* _Exercise description_
Copy out the listing with "grasping module" substituted by "pick-and-place arm" wherever it occurs, keeping everything else the same and omitting the pictures.

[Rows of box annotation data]
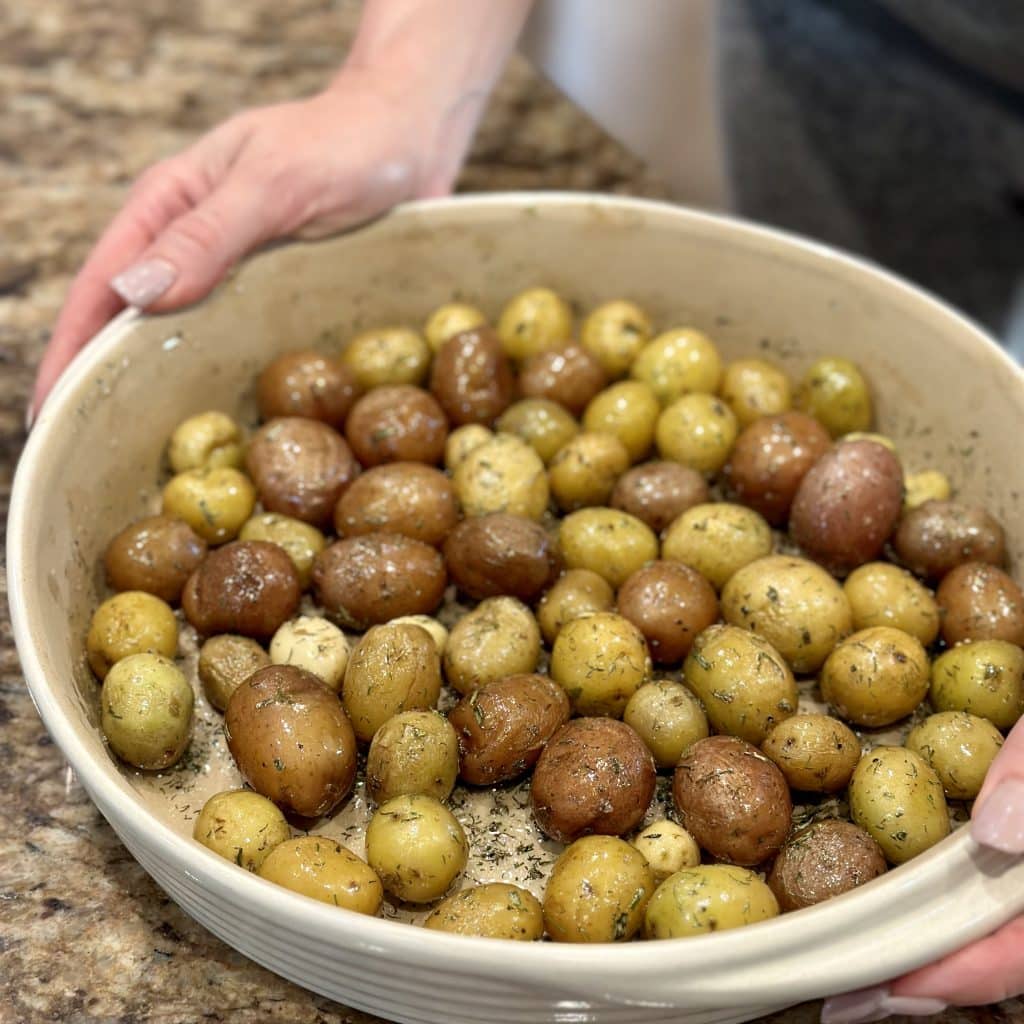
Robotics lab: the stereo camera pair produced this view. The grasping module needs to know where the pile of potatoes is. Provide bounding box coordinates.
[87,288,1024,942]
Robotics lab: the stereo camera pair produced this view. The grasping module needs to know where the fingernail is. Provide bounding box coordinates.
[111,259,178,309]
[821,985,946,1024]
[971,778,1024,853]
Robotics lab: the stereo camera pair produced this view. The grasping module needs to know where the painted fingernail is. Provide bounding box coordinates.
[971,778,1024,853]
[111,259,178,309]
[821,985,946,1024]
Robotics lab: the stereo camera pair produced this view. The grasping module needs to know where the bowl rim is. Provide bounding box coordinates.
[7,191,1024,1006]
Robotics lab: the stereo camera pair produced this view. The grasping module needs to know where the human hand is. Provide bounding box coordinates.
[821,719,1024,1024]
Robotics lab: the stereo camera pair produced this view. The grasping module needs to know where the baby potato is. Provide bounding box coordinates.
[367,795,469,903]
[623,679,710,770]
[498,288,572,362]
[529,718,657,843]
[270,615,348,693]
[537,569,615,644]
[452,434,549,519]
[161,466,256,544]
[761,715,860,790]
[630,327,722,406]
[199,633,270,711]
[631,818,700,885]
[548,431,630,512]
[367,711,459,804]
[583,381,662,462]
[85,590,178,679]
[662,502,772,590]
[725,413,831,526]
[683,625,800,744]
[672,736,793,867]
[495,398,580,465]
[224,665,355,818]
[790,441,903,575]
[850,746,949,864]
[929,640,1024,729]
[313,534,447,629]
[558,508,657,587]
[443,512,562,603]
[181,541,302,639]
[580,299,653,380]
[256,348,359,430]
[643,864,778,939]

* _Response below_
Robotics lab: the stereo camera pair produced this view. The pick-and-place arm needs to know where the pile of potatoes is. Provide bounding box coordinates.
[87,288,1024,942]
Robotics lab: the stereo camera pair produced this view. The pick-and-place arm needs to know where the fingernail is. Provide bounding box coordinates.
[111,259,178,309]
[821,985,946,1024]
[971,778,1024,853]
Robotics lab: the stereo camera pair produced this view. The pick-and-place arm needs to know where the painted fingernail is. Provide bounding box coordinates.
[971,778,1024,853]
[111,259,178,309]
[821,985,946,1024]
Robotics lab: the stereo camera pair produced this view. The pick-and-place arm needs to know where the bowl rim is. Provide bounding box coordinates.
[7,191,1024,1006]
Robotics lab: the stereo camera pair produced this view. The pick-and-place arm needs to know where the human hand is. Provide bounding box coordinates.
[821,719,1024,1024]
Robotics lab: the stereo camera pair produced this view. The pick-and-place arm needs to know where the baby potato is. Provide bounding box coordinates.
[367,795,469,903]
[623,679,710,770]
[498,288,572,362]
[529,718,657,843]
[270,615,348,693]
[537,569,615,644]
[452,434,549,519]
[161,466,256,544]
[761,715,860,790]
[630,327,722,406]
[199,633,270,711]
[631,818,700,885]
[548,431,630,512]
[367,711,459,804]
[583,381,662,462]
[85,590,178,679]
[662,502,772,590]
[725,413,831,526]
[683,625,800,744]
[672,736,793,867]
[495,398,580,465]
[224,665,355,818]
[790,441,903,575]
[850,746,949,864]
[929,640,1024,729]
[313,534,447,629]
[558,508,657,587]
[443,512,562,603]
[181,541,302,639]
[580,299,653,380]
[256,348,359,430]
[643,864,778,939]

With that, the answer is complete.